_What is needed_
Please rewrite the items from the line containing "Find — the grass" through the end of the items, changing "marker" to "pin" and leaving everything else unchanged.

_Material for this task_
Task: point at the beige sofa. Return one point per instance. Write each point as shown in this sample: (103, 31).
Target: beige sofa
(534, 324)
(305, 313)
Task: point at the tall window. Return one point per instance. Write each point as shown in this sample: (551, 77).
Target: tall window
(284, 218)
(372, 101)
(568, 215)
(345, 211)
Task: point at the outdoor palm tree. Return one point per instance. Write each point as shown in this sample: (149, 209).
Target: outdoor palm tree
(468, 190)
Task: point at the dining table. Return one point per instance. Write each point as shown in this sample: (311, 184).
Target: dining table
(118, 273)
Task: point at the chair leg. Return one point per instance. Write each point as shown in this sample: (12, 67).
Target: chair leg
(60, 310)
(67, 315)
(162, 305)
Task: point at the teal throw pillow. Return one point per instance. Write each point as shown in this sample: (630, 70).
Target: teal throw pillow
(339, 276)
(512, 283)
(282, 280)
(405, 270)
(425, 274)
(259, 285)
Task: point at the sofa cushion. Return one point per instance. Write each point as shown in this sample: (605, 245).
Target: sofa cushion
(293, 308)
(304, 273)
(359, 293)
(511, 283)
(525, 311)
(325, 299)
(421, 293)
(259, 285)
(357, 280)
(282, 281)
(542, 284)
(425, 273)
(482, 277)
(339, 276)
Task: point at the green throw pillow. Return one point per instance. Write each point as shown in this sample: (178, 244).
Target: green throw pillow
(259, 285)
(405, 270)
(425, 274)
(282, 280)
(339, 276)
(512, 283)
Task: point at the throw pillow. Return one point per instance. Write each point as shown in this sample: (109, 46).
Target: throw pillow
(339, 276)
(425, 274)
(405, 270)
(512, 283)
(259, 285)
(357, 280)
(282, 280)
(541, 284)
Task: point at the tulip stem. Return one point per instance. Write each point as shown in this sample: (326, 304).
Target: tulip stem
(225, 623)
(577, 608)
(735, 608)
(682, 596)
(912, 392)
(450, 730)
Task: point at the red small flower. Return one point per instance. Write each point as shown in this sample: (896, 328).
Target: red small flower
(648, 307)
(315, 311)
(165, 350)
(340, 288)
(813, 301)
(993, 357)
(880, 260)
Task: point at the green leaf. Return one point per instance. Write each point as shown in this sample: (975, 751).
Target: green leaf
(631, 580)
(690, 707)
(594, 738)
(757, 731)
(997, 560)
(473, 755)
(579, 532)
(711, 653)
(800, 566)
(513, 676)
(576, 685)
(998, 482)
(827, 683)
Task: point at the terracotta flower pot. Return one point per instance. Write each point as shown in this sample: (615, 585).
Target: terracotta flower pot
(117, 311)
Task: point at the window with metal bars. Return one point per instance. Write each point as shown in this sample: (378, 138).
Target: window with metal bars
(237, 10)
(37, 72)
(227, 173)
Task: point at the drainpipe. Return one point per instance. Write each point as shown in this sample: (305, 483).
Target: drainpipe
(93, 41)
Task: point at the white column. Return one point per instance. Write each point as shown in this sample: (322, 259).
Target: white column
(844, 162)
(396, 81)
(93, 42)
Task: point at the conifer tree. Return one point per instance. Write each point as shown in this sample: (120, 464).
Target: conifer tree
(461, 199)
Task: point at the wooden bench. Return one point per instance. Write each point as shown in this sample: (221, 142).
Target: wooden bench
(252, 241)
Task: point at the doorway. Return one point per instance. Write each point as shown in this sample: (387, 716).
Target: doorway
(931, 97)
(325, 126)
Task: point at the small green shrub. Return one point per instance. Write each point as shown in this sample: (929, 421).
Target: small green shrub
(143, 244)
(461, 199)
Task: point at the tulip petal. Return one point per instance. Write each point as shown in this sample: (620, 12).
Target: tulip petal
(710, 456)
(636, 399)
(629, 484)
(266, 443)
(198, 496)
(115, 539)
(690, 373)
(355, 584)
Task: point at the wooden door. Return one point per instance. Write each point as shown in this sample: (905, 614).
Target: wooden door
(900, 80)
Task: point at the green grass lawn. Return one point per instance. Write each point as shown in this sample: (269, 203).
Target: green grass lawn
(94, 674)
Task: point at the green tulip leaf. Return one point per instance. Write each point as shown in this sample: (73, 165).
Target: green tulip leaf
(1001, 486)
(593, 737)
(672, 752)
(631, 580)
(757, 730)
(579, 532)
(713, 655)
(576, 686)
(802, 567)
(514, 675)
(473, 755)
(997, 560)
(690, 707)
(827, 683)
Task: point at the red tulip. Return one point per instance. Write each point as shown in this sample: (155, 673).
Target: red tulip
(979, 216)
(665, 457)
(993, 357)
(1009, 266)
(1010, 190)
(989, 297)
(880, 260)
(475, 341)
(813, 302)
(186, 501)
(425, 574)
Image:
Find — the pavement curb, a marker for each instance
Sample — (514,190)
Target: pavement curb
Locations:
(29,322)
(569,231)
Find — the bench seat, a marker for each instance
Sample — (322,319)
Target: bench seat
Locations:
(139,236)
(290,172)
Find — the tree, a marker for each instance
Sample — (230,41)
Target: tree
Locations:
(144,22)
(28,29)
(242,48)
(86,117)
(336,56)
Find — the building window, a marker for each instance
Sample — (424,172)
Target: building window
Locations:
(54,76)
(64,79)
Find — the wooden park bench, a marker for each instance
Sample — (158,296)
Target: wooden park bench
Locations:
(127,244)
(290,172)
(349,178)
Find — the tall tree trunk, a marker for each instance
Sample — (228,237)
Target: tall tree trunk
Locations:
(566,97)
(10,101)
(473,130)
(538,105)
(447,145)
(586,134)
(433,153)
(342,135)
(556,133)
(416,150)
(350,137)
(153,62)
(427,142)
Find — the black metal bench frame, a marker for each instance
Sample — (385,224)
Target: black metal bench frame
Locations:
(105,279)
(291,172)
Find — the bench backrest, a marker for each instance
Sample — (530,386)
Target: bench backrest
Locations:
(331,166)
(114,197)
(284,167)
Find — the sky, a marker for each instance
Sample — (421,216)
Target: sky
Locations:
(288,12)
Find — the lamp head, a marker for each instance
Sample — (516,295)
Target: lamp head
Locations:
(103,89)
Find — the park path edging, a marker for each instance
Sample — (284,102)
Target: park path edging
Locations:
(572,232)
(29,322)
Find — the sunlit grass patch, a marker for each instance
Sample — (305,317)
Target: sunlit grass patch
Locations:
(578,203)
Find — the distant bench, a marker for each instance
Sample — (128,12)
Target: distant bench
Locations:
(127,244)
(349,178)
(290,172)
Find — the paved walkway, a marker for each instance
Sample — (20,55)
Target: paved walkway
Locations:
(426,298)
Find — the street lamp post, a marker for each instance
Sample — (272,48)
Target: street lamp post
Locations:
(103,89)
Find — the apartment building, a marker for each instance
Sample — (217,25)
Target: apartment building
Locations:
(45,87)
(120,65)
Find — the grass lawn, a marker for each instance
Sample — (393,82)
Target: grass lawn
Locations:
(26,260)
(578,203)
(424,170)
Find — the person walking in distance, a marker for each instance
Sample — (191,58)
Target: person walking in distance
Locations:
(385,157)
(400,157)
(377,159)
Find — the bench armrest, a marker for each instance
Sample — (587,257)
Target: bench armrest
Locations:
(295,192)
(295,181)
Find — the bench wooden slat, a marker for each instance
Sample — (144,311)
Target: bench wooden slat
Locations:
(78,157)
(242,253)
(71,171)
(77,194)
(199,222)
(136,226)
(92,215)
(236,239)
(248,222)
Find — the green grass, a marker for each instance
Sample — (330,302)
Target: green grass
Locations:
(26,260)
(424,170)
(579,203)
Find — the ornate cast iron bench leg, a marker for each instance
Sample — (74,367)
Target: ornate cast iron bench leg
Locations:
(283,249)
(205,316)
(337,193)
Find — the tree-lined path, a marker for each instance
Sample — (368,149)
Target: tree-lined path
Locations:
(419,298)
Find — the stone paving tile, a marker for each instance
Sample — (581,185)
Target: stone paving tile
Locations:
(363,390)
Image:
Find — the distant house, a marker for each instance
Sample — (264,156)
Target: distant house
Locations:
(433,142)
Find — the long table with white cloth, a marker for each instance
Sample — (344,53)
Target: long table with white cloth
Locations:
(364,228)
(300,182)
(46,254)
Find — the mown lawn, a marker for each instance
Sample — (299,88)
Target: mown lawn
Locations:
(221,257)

_Exercise solution_
Find — the grass lawn, a pin for each instance
Sample — (393,82)
Target: grass lawn
Locations:
(26,260)
(578,203)
(424,170)
Find — the person walking in distance, a pin for each instance
Sample — (191,58)
Target: person walking in distance
Locations:
(385,157)
(400,157)
(377,159)
Find — the bench armrest, a pin for each instance
Sample — (587,257)
Target: bench armrest
Locations:
(295,192)
(295,181)
Find — the bench wooden slat, a pin for each instance
Sample — (144,311)
Target: bench wooden slat
Locations:
(78,157)
(242,253)
(71,171)
(77,194)
(199,222)
(136,226)
(92,215)
(236,239)
(248,222)
Find — the green grass, a pin for each instance
Sample — (330,302)
Target: green grass
Locations:
(26,260)
(424,170)
(579,203)
Find — the ornate cast iron bench leg, a pin for each instance
Sample — (74,367)
Target: ornate cast iron bench leg
Locations:
(283,249)
(205,316)
(337,193)
Find — the tree-lined path, a pin for each instance
Sample — (368,149)
Target: tree-lined path
Locations:
(419,298)
Find — the stone paving tile, a pin for each instance
Sample — (581,185)
Target: stone paving tile
Locations:
(363,390)
Image:
Find — the distant house, a pin for each instance
Sample — (264,156)
Target: distant house
Locations:
(433,142)
Find — the long table with white cloth, a pin for each instance
Sample — (344,53)
Target: long table with white cloth
Locations:
(364,228)
(300,182)
(46,254)
Find — the mown lawn, a pin for each instance
Sample — (299,88)
Target: mown lawn
Locations:
(221,257)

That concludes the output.